• **EXERCISE 1**:
Using the abstract on negative energy balance in Holstein cows, answer these questions:
(a) How many cows and records made up dataset II?
(b) What range of heritability did the studied traits show?
(c) What share of the genetic variance of LPNEB did the 15 biomarkers alone explain?
• **EXERCISE 2**: Turn the paragraph of the abstract on negative energy balance in Holstein cows that begins "The negative energy balance (NEB) state" into a shorter bulleted list that keeps its main facts.

• **DOCUMENT EXTRACT**:
^^^^^^^^
Exploring the relationship between predicted negative energy balance and its biomarkers of Holstein cows in first-parity early lactation

The negative energy balance (NEB) state in dairy cows is a critical factor affecting health, reproduction, and production, particularly during early lactation. Multiple blood and milk biomarkers change when dairy cows are in the NEB state. Direct measurement of NEB is impractical for large-scale use due to costs, necessitating reliance on indirect predictors such as milk mid-infrared (MIR) spectrometry-based predicted biomarkers. However, the genetic relationships between NEB and its potential biomarkers remain unclear. This study aimed to (1) compare measured reference NEB with MIR-predicted NEB (PNEB), a novel energy deficit score (EDS), 15 biomarkers, and 3 production traits; (2) estimate genetic parameters among these traits using a 20-trait repeatability model, quantifying the ability of the 19 other studied traits (logit-transformed EDS (LEDS), 15 biomarkers, and 3 production traits) to genetically predict logit-transformed PNEB (LPNEB); and (3) evaluate the causal effects of LPNEB on the 19 traits through a recursive model. Two datasets were used: dataset I (127 cows, 965 records) provided reference data for objective (1), and dataset II (25,287 first-parity cows, 30,634 records) enabled genetic analysis used for objectives (2) and (3). Traits were analyzed using Pearson correlations, multiple-diagonalization expectation maximization REML–based genetic parameter estimation, and recursive modeling. The studied traits had moderate to moderate-high h² ranging from 0.16 to 0.38. The genetic correlations between LPNEB and the studied traits ranged from −0.60 for LIGF-1 to 0.85 for MIR-predicted blood nonesterified fatty acids (NEFA). Analysis of genetic predictability of LPNEB traits together explained 89% of the genetic variance of LPNEB, with all 15 biomarkers alone contributing the largest fraction with 82%, LEDS alone 65%, NEFA alone 62%, and all traits except LEDS 85%, indicating that LEDS contains useful additional information. Recursive modeling further identified 8 traits, including NEFA and LEDS, as highly dependent on LPNEB, highlighting their potential as robust biomarkers. This study demonstrates the utility of MIR-predicted traits for understanding the genetic mechanisms of NEB and its potential for integration into breeding programs, while emphasizing cautious interpretation of these results due to limitations of MIR-predictions of studied traits to represent directly measured traits.
^^^^^^^^
• **PROVIDED MATERIAL**:
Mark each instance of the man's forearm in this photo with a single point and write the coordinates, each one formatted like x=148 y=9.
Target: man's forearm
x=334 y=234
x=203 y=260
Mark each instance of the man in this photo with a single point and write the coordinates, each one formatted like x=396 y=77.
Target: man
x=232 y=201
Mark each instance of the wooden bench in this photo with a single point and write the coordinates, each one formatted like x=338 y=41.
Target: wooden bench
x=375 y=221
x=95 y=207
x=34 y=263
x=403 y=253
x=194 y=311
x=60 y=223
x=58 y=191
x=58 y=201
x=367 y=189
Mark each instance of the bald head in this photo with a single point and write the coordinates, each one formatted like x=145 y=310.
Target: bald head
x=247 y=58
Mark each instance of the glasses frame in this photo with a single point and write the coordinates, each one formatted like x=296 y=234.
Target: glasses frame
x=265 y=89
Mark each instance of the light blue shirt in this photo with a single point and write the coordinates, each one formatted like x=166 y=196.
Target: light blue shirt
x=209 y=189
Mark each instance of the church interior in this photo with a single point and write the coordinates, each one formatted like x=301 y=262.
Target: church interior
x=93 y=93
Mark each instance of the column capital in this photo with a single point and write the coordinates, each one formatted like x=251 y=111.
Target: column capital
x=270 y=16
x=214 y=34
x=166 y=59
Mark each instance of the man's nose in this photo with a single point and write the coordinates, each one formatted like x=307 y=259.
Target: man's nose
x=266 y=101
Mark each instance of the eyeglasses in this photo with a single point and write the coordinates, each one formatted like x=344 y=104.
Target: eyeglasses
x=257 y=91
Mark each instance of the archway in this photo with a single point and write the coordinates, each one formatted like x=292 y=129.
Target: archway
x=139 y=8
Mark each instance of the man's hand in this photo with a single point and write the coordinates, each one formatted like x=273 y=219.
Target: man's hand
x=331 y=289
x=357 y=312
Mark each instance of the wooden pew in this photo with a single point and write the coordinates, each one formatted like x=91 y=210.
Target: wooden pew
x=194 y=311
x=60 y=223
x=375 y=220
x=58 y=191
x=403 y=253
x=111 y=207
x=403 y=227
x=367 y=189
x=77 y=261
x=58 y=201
^^^^^^^^
• **TASK OUTPUT 1**:
(a) 25,287 first-parity cows and 30,634 records.
(b) From 0.16 to 0.38.
(c) 82%.

• **TASK OUTPUT 2**:
- Negative energy balance (NEB) strongly affects dairy cow health, reproduction, and production, especially in early lactation. Multiple blood and milk biomarkers change during NEB.
- Measuring NEB directly costs too much for large-scale use. Indirect predictors such as milk mid-infrared (MIR) spectrometry-based predicted biomarkers are used instead. The genetic relationships between NEB and its potential biomarkers remain unclear.
- Aims:
  1. Compare measured NEB with MIR-predicted NEB (PNEB), a novel energy deficit score (EDS), 15 biomarkers, and 3 production traits.
  2. Estimate genetic parameters with a 20-trait repeatability model, measuring how well the 19 other traits genetically predict logit-transformed PNEB (LPNEB).
  3. Evaluate the causal effects of LPNEB on those 19 traits with a recursive model.
- Data:
  - Dataset I (127 cows, 965 records) was used for aim 1.
  - Dataset II (25,287 first-parity cows, 30,634 records) was used for aims 2 and 3.
- Methods: Pearson correlations, multiple-diagonalization expectation maximization REML–based genetic parameter estimation, and recursive modeling.
- Results:
  - Heritabilities ranged from 0.16 to 0.38.
  - Genetic correlations with LPNEB ranged from −0.60 (LIGF-1) to 0.85 (MIR-predicted blood NEFA).
  - Share of LPNEB genetic variance explained: all traits together 89%, the 15 biomarkers 82%, LEDS 65%, NEFA 62%, and all traits except LEDS 85%. This shows LEDS adds useful information.
  - Recursive modeling found 8 traits, including NEFA and LEDS, highly dependent on LPNEB.
- Conclusion: MIR-predicted traits help explain the genetics of NEB and could be integrated into breeding programs. The results need cautious interpretation because MIR predictions are limited in how well they represent directly measured traits.